How 'joint leadership,' 'joint accountability' helped
In the last five years, UMass had fully implemented Epic, a clinical system used by healthcare providers. The process took some two to three years to complete, Melgar said, and it involved heavy collaboration between the organization's IT, HR and finance departments. Melgar said he believes this experience prepared UMass staff to coordinate around objectives like the response to the Kronos outage.
"In order for either the clinical or for the revenue side to have optimal performance, they have to have full integration and cooperation with the IT folks so that, effectively, everybody has a common, understood responsibility for the outcomes," he continued. "What we had basically was joint leadership that accepted joint accountability for the process."
After the outage, Melgar got together with UMass' CIO and senior vice president of finance for joint meetings, later adding other staff to their calls. They created a resource group around the incident that pulled from the IT, finance and HR departments. Members of the group worked side by side in call centers to solve the problem.
They worked thoughtfully and collaboratively, Melgar said. "We were making decisions that, in retrospect, I think would be considered the best option given the difficult situation we were in."
Planning for future incidents
Following the ransomware attack, Melgar said UMass is still a Kronos customer; "We have to be."
To replicate the system would take years, Melgar explained. "Because of the complexity of the payroll, you have to basically have another software implementation. It would literally take two years to do."
Melgar said that, due to his understanding that UMass received a fairly accelerated restoration of its system, he believed that Kronos provided its share of support. "Do I wish it was a week later or two weeks later as opposed to weeks later? Yeah, absolutely. But not knowing how bad the damage was specifically, because I'm not there, I don't know whether I can say if they did absolutely their best, or they didn't, without having that information."
"There's some employees that still believe that there's a problem, or that we failed them."
Executive vice president and chief financial officer, UMass Memorial Health
Asked how UMass is planning to respond to similar events in the future, Melgar divulged that it is working on an upgrade to its ERP system, which has a timekeeping element within it that could serve as a backup. But it will take two years before the system is up and running.

# Supplied records
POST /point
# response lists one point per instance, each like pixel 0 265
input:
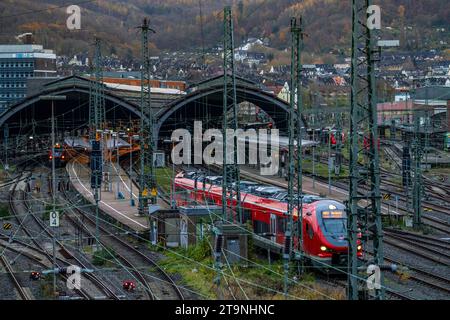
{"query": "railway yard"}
pixel 220 187
pixel 422 258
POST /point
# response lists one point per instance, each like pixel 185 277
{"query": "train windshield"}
pixel 334 221
pixel 335 225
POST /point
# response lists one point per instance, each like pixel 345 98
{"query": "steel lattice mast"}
pixel 96 122
pixel 364 205
pixel 147 183
pixel 97 116
pixel 230 171
pixel 417 184
pixel 294 134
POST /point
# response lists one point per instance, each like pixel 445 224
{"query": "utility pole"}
pixel 96 125
pixel 417 185
pixel 53 192
pixel 231 195
pixel 5 142
pixel 295 147
pixel 147 183
pixel 54 189
pixel 314 160
pixel 363 206
pixel 329 162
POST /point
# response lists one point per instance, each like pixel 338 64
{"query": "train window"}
pixel 260 227
pixel 335 225
pixel 246 215
pixel 281 224
pixel 309 231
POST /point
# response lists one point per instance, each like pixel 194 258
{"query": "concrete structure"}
pixel 17 64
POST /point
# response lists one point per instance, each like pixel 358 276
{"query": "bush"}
pixel 200 251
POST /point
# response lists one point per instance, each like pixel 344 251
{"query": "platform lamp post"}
pixel 172 194
pixel 53 99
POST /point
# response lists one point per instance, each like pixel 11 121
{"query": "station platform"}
pixel 119 209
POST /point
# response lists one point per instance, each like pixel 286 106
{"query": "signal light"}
pixel 35 275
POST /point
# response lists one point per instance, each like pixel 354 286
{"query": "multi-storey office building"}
pixel 17 64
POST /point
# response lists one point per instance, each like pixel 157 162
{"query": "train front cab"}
pixel 325 232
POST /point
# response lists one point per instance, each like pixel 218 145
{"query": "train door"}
pixel 183 233
pixel 273 227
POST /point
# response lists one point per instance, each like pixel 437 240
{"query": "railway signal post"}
pixel 147 183
pixel 364 205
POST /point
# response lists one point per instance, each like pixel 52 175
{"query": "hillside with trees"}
pixel 178 24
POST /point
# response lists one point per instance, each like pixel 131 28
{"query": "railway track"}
pixel 91 277
pixel 20 289
pixel 157 287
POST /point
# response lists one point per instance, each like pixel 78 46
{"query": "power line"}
pixel 47 9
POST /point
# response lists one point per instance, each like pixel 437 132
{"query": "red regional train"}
pixel 324 220
pixel 60 155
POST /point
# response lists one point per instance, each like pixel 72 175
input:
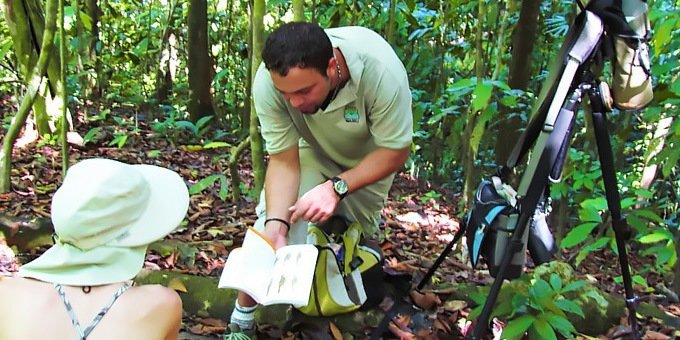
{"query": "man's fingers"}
pixel 294 217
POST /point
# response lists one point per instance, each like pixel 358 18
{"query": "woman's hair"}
pixel 297 44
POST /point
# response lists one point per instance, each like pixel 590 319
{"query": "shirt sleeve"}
pixel 390 116
pixel 276 125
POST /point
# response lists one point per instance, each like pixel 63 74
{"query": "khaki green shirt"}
pixel 372 110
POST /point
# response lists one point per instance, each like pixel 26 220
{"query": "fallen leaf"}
pixel 177 285
pixel 454 305
pixel 425 301
pixel 651 335
pixel 335 332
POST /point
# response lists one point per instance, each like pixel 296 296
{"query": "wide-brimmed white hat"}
pixel 105 214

# What this task involves
Edit the UMass Kronos outage text between "Executive vice president" and "up and running.", inclusive, and write that section out again with "backup" changed to "fallback".

# Output below
Executive vice president and chief financial officer, UMass Memorial Health
Asked how UMass is planning to respond to similar events in the future, Melgar divulged that it is working on an upgrade to its ERP system, which has a timekeeping element within it that could serve as a fallback. But it will take two years before the system is up and running.